- [Description of the task]: Can you reproduce the rows below word for word, changing nothing?

- [Point labeling dataset excerpts]:
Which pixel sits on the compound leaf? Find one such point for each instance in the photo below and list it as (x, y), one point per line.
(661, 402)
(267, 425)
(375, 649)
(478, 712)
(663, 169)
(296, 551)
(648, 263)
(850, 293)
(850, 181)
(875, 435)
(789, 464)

- [Complete answer]:
Which pixel sits on the compound leaf? Find one such point for each instance in the photo below and list it as (x, y), one point per line.
(661, 402)
(267, 425)
(375, 649)
(478, 712)
(663, 169)
(296, 551)
(648, 263)
(850, 293)
(850, 181)
(875, 435)
(789, 464)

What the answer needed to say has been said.